Prompt: State how many lines of the listing below contain the string "shallow". Reply with the number alone.

Labeling and segmentation records
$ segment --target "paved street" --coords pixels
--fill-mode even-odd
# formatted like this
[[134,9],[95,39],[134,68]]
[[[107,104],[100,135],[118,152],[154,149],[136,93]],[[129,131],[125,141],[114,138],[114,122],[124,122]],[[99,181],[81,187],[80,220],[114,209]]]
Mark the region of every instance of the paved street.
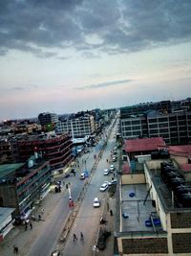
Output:
[[[99,143],[103,144],[102,141],[100,141]],[[110,145],[110,143],[111,142],[109,141],[108,145]],[[111,146],[107,147],[110,148]],[[66,183],[71,184],[70,186],[71,193],[74,201],[79,197],[84,182],[86,182],[79,180],[79,175],[81,172],[84,172],[85,170],[84,160],[86,160],[87,170],[90,171],[95,163],[94,155],[96,153],[96,154],[98,153],[99,149],[100,147],[98,149],[93,148],[90,153],[83,154],[81,157],[79,157],[78,161],[80,166],[79,169],[77,169],[76,176],[75,177],[71,176],[69,178],[64,179],[65,185]],[[102,171],[105,168],[105,163],[106,163],[105,157],[106,154],[104,153],[102,159],[100,160],[97,166],[96,171],[97,170]],[[96,180],[98,180],[97,178],[100,177],[102,179],[104,178],[102,174],[99,174],[96,179],[92,178],[84,201],[77,214],[77,218],[75,220],[76,222],[73,226],[74,231],[77,227],[78,230],[83,231],[85,235],[86,243],[84,243],[84,244],[81,244],[80,246],[81,253],[82,251],[84,251],[84,249],[86,249],[87,252],[92,253],[92,248],[88,244],[93,244],[96,241],[98,226],[97,224],[95,225],[95,223],[96,222],[97,223],[97,221],[99,221],[102,208],[96,209],[97,210],[96,214],[94,213],[93,215],[87,213],[86,206],[89,205],[90,207],[91,205],[91,209],[93,208],[92,207],[94,199],[93,198],[95,195],[97,194],[98,188],[101,185],[100,182],[97,182],[96,184]],[[59,178],[62,177],[60,176]],[[68,198],[69,198],[69,191],[66,190],[65,186],[63,187],[61,193],[58,194],[49,193],[48,196],[45,198],[45,199],[41,202],[41,204],[36,206],[35,208],[35,213],[34,213],[35,216],[38,216],[38,214],[41,213],[41,209],[44,209],[44,214],[42,215],[42,221],[32,221],[32,229],[30,229],[30,227],[28,227],[28,230],[25,230],[25,226],[15,226],[14,229],[6,237],[4,242],[1,244],[0,255],[3,256],[13,255],[13,249],[12,249],[13,244],[16,244],[19,248],[18,255],[23,255],[23,256],[51,255],[51,252],[58,246],[57,242],[59,241],[59,236],[64,228],[65,221],[71,211],[68,206]],[[95,222],[87,218],[94,218]],[[79,220],[81,220],[81,221],[79,221]],[[90,221],[87,221],[87,220],[89,220]],[[91,227],[90,225],[92,224],[93,226]],[[95,227],[96,228],[95,229]],[[69,240],[66,244],[65,246],[66,251],[67,247],[71,246],[72,235],[73,232],[70,233]],[[72,244],[72,246],[74,244]],[[82,255],[82,254],[75,254],[75,255]]]

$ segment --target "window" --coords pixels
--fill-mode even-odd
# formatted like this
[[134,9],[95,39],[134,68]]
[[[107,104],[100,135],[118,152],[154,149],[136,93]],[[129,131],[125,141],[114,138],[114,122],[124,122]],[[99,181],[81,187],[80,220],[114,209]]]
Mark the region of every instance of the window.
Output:
[[158,134],[158,129],[150,129],[150,135]]
[[139,120],[135,120],[132,121],[132,125],[139,125],[140,121]]
[[125,122],[125,126],[130,126],[131,124],[130,124],[130,121],[126,121]]
[[166,133],[168,132],[168,128],[160,128],[159,133]]
[[136,129],[139,130],[140,129],[140,126],[134,126],[134,127],[132,127],[132,129],[133,130],[136,130]]
[[159,128],[168,128],[168,123],[160,123],[159,124]]
[[148,121],[149,121],[149,124],[158,122],[157,118],[151,118]]
[[159,122],[168,122],[168,118],[167,117],[162,117],[162,118],[159,118]]
[[155,125],[149,125],[149,128],[158,128],[158,124],[155,124]]

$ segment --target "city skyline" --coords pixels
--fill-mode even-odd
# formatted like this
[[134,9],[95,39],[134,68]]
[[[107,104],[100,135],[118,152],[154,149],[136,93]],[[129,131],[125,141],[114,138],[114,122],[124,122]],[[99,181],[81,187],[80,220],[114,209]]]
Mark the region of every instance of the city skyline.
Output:
[[0,120],[191,95],[190,1],[0,2]]

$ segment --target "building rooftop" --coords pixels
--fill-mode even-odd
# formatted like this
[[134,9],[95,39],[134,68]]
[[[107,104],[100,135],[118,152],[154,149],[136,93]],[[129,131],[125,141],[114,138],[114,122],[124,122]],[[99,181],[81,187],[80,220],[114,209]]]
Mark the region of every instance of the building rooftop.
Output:
[[[151,198],[147,198],[147,194],[146,184],[122,185],[120,232],[156,231],[153,225],[145,225],[145,221],[151,216],[157,216]],[[160,225],[158,228],[162,230]]]
[[164,146],[165,142],[163,141],[163,138],[160,137],[125,141],[126,152],[158,151],[159,148]]
[[191,155],[191,145],[169,146],[168,151],[171,154],[189,156]]
[[11,175],[24,165],[24,163],[0,165],[0,178]]
[[0,207],[0,223],[14,212],[14,208]]

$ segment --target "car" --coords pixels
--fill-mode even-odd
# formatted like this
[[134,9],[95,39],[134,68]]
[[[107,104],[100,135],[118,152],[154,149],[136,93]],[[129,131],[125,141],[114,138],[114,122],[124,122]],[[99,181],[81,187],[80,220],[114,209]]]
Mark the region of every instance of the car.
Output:
[[51,256],[60,256],[60,251],[59,250],[53,250],[51,254]]
[[113,151],[113,154],[115,154],[115,155],[116,155],[116,154],[117,154],[117,151]]
[[112,171],[114,171],[115,170],[115,166],[114,165],[111,165],[110,166],[110,171],[112,172]]
[[113,162],[116,162],[117,161],[117,157],[114,156],[113,159],[112,159]]
[[98,198],[94,198],[93,206],[94,206],[95,208],[97,208],[97,207],[100,206],[100,200],[99,200]]
[[99,191],[103,192],[103,191],[106,191],[108,188],[108,183],[103,183],[99,189]]
[[116,185],[117,183],[117,179],[114,179],[108,183],[108,186]]
[[80,179],[85,179],[85,174],[84,173],[82,173],[81,175],[80,175],[80,177],[79,177]]
[[108,169],[105,169],[104,172],[103,172],[103,175],[108,175],[110,174],[110,171]]

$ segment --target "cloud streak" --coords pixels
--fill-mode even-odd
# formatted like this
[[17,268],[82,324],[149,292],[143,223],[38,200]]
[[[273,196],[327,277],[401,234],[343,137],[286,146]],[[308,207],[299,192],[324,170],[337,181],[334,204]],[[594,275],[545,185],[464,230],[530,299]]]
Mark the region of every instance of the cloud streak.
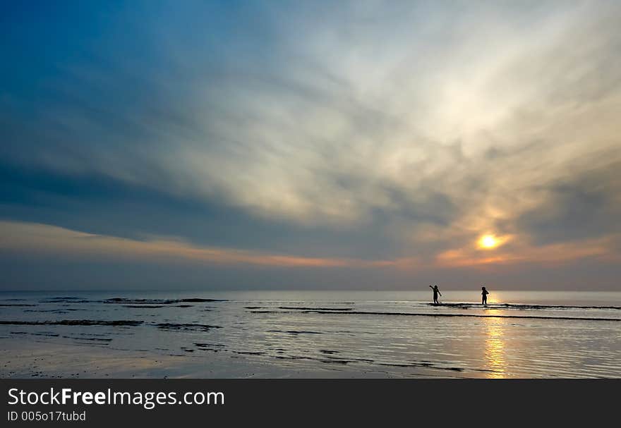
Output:
[[5,14],[3,233],[402,271],[621,252],[617,2],[104,7]]

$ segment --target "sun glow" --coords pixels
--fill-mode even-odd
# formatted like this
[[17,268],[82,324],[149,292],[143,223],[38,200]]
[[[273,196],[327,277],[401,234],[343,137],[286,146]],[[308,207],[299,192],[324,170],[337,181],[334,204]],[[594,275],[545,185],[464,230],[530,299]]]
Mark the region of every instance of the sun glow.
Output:
[[483,235],[478,240],[478,246],[481,248],[493,248],[498,247],[499,243],[499,240],[493,235]]

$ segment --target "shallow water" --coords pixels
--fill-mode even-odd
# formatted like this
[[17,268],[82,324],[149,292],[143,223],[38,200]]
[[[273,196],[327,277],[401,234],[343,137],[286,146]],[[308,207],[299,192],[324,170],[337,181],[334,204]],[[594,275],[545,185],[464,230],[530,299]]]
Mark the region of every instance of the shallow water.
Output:
[[439,306],[430,294],[3,293],[0,341],[399,377],[621,377],[620,292],[493,291],[487,307],[476,292],[442,291]]

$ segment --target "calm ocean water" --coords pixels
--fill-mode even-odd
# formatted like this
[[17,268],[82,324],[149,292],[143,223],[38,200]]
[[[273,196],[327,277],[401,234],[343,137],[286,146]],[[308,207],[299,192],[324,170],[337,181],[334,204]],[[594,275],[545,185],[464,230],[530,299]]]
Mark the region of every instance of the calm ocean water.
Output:
[[0,341],[217,353],[292,372],[621,377],[621,292],[491,290],[487,307],[476,290],[442,293],[440,306],[430,290],[2,293]]

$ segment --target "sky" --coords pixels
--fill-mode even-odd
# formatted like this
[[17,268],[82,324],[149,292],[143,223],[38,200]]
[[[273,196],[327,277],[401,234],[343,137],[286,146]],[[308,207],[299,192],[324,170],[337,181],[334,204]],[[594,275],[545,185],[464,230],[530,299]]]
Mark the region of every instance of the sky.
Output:
[[621,291],[621,3],[0,6],[1,290]]

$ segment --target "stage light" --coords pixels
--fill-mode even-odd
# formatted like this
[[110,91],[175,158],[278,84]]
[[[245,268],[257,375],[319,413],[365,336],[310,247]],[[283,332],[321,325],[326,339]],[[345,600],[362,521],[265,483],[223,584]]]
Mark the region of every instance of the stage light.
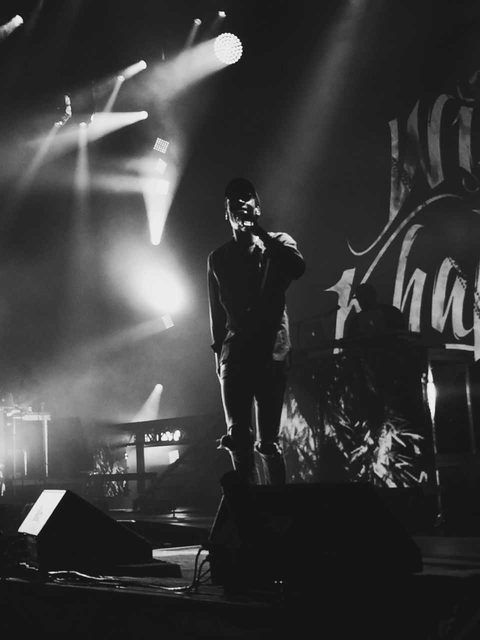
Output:
[[168,462],[170,464],[172,465],[180,458],[180,452],[177,449],[173,449],[173,451],[170,451],[168,453]]
[[165,161],[162,160],[161,158],[159,158],[158,162],[157,163],[156,166],[155,167],[156,170],[159,173],[161,173],[163,175],[165,172],[165,169],[166,169],[166,167],[167,164]]
[[19,27],[20,24],[23,24],[23,19],[20,16],[15,15],[13,16],[12,20],[9,20],[8,22],[5,22],[4,24],[0,26],[0,40],[6,38],[17,27]]
[[163,140],[161,138],[157,138],[154,145],[154,151],[159,151],[161,154],[166,153],[170,144],[166,140]]
[[432,422],[435,419],[435,403],[436,402],[436,389],[433,381],[433,374],[431,367],[428,367],[428,378],[427,380],[427,400],[430,411],[430,417]]
[[240,40],[233,33],[221,33],[215,38],[213,49],[220,62],[233,65],[240,60],[243,48]]
[[171,327],[175,326],[171,316],[162,316],[162,320],[163,321],[163,325],[166,329],[170,329]]
[[131,65],[129,67],[127,67],[124,68],[122,72],[121,75],[123,76],[124,78],[126,80],[146,68],[147,63],[145,61],[140,60],[139,62],[136,62],[134,65]]

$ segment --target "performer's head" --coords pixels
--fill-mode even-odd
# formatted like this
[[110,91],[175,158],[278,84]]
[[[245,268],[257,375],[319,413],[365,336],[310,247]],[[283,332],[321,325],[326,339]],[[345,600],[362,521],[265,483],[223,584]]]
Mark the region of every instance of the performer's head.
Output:
[[234,178],[225,187],[225,220],[234,231],[248,231],[260,216],[260,198],[250,180]]
[[355,289],[352,296],[362,310],[371,308],[377,303],[377,292],[373,285],[369,282],[362,282]]

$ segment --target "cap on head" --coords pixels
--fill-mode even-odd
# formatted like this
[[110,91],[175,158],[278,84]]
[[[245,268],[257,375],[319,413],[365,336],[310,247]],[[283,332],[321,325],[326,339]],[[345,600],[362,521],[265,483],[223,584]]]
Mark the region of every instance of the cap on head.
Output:
[[260,205],[259,195],[255,187],[246,178],[234,178],[230,180],[225,187],[225,196],[228,200],[241,198],[242,200],[248,200],[254,198],[256,205]]

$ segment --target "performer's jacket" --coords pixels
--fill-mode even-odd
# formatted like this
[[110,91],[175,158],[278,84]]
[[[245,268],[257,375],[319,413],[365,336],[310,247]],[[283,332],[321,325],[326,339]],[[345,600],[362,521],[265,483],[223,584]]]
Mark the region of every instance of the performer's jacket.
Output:
[[305,272],[288,234],[250,248],[232,239],[208,257],[212,349],[222,362],[285,360],[291,350],[285,294]]

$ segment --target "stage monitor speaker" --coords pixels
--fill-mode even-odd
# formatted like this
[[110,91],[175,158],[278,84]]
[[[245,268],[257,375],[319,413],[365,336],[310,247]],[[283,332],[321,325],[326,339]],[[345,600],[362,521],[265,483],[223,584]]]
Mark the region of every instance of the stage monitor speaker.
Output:
[[150,543],[67,490],[45,490],[19,527],[26,563],[40,571],[149,563]]
[[332,586],[422,569],[420,548],[371,484],[248,485],[235,471],[220,483],[205,545],[214,584]]

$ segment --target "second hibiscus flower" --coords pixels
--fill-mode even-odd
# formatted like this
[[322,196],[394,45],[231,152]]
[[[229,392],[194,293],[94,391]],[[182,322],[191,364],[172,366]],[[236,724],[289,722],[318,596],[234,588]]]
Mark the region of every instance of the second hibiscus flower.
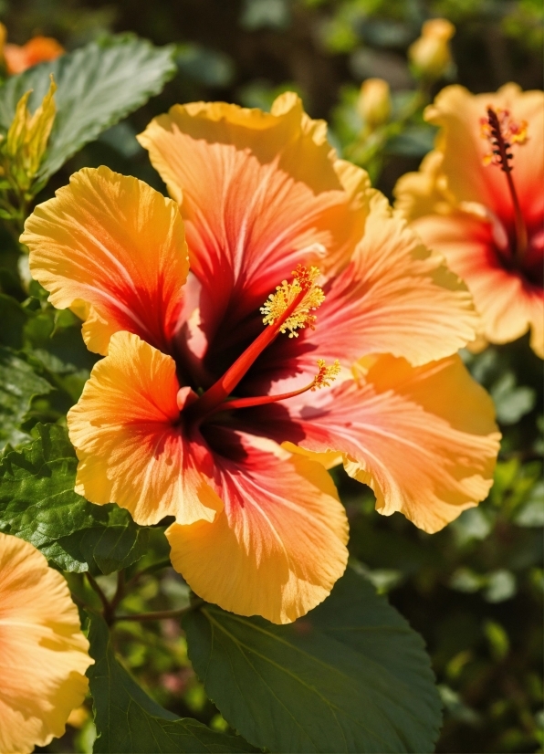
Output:
[[453,355],[471,299],[295,95],[176,106],[141,141],[175,201],[83,170],[22,238],[107,354],[68,414],[77,490],[174,517],[194,592],[288,623],[346,566],[327,468],[427,531],[486,497],[493,407]]

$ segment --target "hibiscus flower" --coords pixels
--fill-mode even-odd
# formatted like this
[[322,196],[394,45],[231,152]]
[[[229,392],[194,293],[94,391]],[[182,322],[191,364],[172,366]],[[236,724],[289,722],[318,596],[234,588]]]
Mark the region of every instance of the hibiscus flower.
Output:
[[486,497],[493,408],[452,355],[470,296],[294,94],[175,106],[141,141],[175,201],[82,170],[22,238],[108,354],[68,414],[77,490],[174,517],[196,593],[288,623],[346,566],[329,467],[428,531]]
[[7,31],[0,24],[0,56],[5,61],[7,73],[22,73],[46,60],[55,60],[64,55],[65,49],[52,37],[33,37],[24,45],[5,44]]
[[0,533],[0,751],[62,736],[93,660],[68,584],[36,548]]
[[397,207],[468,286],[483,342],[530,328],[544,358],[544,92],[446,87],[425,119],[436,149],[400,179]]

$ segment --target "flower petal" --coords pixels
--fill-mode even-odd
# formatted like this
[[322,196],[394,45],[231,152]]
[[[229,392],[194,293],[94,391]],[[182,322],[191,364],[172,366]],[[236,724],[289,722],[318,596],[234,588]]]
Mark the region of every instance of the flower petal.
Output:
[[68,585],[32,545],[0,533],[0,751],[62,736],[93,661]]
[[253,389],[264,393],[302,387],[316,373],[318,358],[338,359],[350,379],[353,363],[371,353],[424,364],[473,340],[479,325],[465,283],[392,214],[377,191],[369,193],[364,236],[350,265],[325,290],[315,331],[277,339],[258,373],[252,372]]
[[85,320],[91,351],[106,353],[120,330],[168,350],[188,271],[172,200],[136,178],[85,168],[35,209],[21,241],[52,304]]
[[243,459],[216,456],[225,508],[214,523],[170,527],[172,562],[203,599],[291,623],[321,602],[345,570],[345,510],[319,464],[229,434]]
[[258,309],[298,262],[345,263],[361,236],[368,176],[336,160],[292,93],[270,113],[175,105],[139,140],[180,204],[215,326],[227,309],[237,319]]
[[372,192],[364,236],[319,309],[316,352],[345,364],[392,353],[417,366],[466,345],[477,324],[465,284]]
[[289,408],[290,425],[269,415],[267,426],[307,450],[341,451],[381,513],[398,510],[437,531],[492,485],[500,436],[492,401],[458,356],[418,368],[392,356],[370,361],[359,384],[343,382],[311,404],[300,400]]
[[531,348],[544,358],[544,290],[500,262],[493,225],[464,213],[430,215],[413,223],[468,286],[492,343],[507,343],[531,328]]
[[[497,215],[513,215],[504,173],[483,162],[489,144],[480,135],[480,118],[486,117],[488,106],[509,110],[516,120],[528,123],[528,145],[513,150],[514,180],[524,214],[541,215],[544,93],[522,92],[516,84],[507,84],[497,92],[476,95],[457,85],[445,87],[425,110],[425,119],[442,127],[437,148],[444,155],[441,170],[447,176],[448,189],[457,202],[479,202]],[[417,214],[422,209],[413,207]]]
[[117,503],[139,524],[165,516],[211,521],[223,504],[206,483],[213,458],[179,426],[175,363],[137,335],[118,332],[68,414],[79,465],[76,492]]

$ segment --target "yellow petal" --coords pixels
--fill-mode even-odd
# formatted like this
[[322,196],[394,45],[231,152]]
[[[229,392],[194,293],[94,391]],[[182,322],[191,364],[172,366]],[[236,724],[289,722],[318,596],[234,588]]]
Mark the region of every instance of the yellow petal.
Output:
[[68,585],[32,545],[0,533],[0,751],[62,736],[93,661]]
[[345,264],[361,236],[368,177],[354,166],[348,173],[323,121],[292,92],[270,113],[175,105],[139,141],[180,204],[192,269],[204,288],[214,286],[215,309],[231,296],[255,309],[298,263],[323,272]]
[[528,123],[529,144],[514,150],[514,177],[522,206],[534,200],[544,174],[544,92],[522,92],[507,84],[497,92],[471,94],[464,87],[445,87],[425,110],[425,119],[441,127],[437,141],[444,154],[442,172],[458,202],[479,202],[494,209],[508,195],[502,171],[486,167],[489,144],[482,139],[480,119],[487,107],[509,110],[516,120]]
[[179,425],[178,391],[173,359],[137,335],[115,333],[68,414],[79,458],[76,492],[117,503],[141,525],[165,516],[213,520],[223,507],[206,483],[213,459],[198,433]]
[[311,340],[323,359],[350,366],[392,353],[419,365],[473,340],[478,318],[465,283],[372,191],[364,236],[327,292],[319,322]]
[[245,452],[238,465],[218,461],[225,508],[216,519],[167,529],[172,562],[203,599],[291,623],[345,570],[345,511],[320,465],[283,451]]
[[493,402],[458,356],[414,368],[387,355],[357,366],[356,381],[301,400],[289,420],[278,415],[276,434],[298,434],[298,445],[321,456],[342,452],[381,513],[401,511],[438,531],[493,484],[500,438]]
[[531,348],[544,358],[544,293],[523,275],[507,269],[497,255],[489,222],[465,213],[429,215],[413,223],[432,248],[467,284],[481,317],[480,329],[492,343],[508,343],[529,329]]
[[91,351],[107,353],[123,330],[169,350],[188,272],[174,202],[136,178],[85,168],[34,210],[21,241],[51,303],[86,320]]

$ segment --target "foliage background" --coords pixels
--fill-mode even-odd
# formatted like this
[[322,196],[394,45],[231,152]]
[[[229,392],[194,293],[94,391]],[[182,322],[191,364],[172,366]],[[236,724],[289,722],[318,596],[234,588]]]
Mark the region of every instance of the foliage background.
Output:
[[[474,92],[508,80],[542,88],[540,0],[0,2],[9,41],[19,44],[40,33],[72,49],[107,31],[133,31],[178,46],[179,73],[162,95],[76,155],[54,176],[47,195],[72,172],[104,163],[163,190],[134,134],[178,101],[267,108],[279,91],[295,89],[312,117],[331,123],[331,140],[341,150],[360,127],[353,101],[363,79],[382,77],[393,93],[413,89],[406,49],[435,16],[457,29],[451,81]],[[390,198],[433,136],[422,122],[388,145],[376,184]],[[372,496],[339,473],[350,552],[425,639],[445,707],[437,751],[542,751],[542,364],[526,340],[465,355],[490,389],[505,435],[490,497],[429,536],[399,514],[380,517]],[[167,557],[160,538],[150,544],[150,562]],[[114,589],[109,578],[101,579],[105,590]],[[167,570],[161,580],[143,578],[130,599],[134,611],[167,609],[183,605],[187,593]],[[116,635],[128,665],[161,704],[226,729],[190,667],[175,622],[124,623]],[[84,718],[44,750],[90,750],[92,724]]]

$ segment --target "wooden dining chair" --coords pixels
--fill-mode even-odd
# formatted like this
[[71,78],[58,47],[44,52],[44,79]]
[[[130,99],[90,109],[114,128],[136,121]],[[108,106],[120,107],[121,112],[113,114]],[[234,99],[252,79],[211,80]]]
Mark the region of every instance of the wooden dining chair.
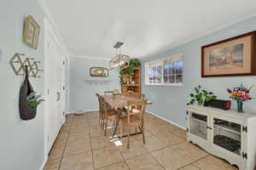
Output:
[[141,99],[145,99],[145,94],[141,94]]
[[101,98],[102,99],[102,109],[103,109],[103,129],[105,131],[104,136],[106,136],[108,120],[111,120],[116,123],[116,117],[118,113],[115,110],[111,109],[108,105],[108,103],[103,99],[102,96]]
[[[137,129],[140,128],[143,133],[143,144],[146,144],[145,141],[145,133],[144,133],[144,114],[146,109],[147,100],[146,99],[137,99],[133,101],[128,101],[128,108],[126,110],[126,116],[120,117],[120,137],[123,136],[123,128],[124,127],[127,130],[127,148],[130,147],[130,132],[131,127],[135,127],[135,131],[137,133]],[[136,109],[136,114],[134,114],[134,108]]]
[[103,108],[102,108],[102,98],[100,96],[99,94],[96,94],[98,101],[99,101],[99,122],[101,122],[101,125],[103,124]]

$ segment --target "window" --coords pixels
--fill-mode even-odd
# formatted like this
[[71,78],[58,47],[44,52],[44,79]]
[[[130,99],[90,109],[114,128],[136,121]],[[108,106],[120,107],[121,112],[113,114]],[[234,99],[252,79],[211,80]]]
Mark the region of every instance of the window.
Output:
[[182,54],[145,65],[148,85],[182,85],[183,62]]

The answer: 2